* **Problem description**
Show every line in the records below that contains the word "rough".

* **Exercise materials**
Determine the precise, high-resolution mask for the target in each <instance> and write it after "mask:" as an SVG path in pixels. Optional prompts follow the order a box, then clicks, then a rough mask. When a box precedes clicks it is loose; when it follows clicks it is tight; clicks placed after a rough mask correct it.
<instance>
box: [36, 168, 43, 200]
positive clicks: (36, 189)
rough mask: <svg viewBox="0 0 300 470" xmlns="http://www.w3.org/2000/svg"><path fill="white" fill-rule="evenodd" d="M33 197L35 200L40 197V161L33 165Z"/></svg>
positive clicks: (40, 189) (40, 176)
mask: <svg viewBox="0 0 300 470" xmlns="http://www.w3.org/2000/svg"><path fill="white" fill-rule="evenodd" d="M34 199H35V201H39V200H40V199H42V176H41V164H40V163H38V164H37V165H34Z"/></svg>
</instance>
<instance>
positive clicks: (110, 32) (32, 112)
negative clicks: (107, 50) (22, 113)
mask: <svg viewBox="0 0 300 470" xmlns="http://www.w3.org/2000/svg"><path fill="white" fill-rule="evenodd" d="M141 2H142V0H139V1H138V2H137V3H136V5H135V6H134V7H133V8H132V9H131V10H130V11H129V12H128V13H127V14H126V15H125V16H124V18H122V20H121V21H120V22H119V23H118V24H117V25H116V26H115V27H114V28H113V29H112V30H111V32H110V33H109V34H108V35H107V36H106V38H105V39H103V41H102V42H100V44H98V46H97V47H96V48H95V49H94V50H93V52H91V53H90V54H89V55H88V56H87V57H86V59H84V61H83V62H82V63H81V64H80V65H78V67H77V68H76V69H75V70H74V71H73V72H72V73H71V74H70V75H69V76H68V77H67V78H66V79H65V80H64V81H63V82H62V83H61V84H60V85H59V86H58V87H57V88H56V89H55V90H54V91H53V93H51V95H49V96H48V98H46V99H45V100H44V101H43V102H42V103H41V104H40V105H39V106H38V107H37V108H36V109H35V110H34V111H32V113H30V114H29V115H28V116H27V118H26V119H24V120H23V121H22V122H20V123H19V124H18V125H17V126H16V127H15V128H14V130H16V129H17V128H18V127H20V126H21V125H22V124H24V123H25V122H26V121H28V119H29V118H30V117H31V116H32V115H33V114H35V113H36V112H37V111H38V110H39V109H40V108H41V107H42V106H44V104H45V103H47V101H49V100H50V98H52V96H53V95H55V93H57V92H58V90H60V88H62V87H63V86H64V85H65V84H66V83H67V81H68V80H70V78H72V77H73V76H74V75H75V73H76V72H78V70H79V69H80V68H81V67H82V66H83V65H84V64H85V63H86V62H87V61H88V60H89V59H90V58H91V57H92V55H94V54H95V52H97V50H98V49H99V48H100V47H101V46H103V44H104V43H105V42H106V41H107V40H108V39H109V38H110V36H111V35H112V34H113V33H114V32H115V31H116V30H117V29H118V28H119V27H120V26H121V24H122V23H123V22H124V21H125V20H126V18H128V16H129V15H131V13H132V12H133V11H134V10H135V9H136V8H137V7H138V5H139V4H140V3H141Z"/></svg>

* **Your response**
Determine the precise, high-resolution mask for the target in each <instance> and write it after "mask:" as an SVG path in pixels. Optional prompts follow the order a box, then clicks, then a rough mask. When a box precedes clicks it is loose; when it follows clicks it is tight; clicks placed after a rough mask correct it.
rough mask: <svg viewBox="0 0 300 470" xmlns="http://www.w3.org/2000/svg"><path fill="white" fill-rule="evenodd" d="M33 197L35 200L40 197V161L33 165Z"/></svg>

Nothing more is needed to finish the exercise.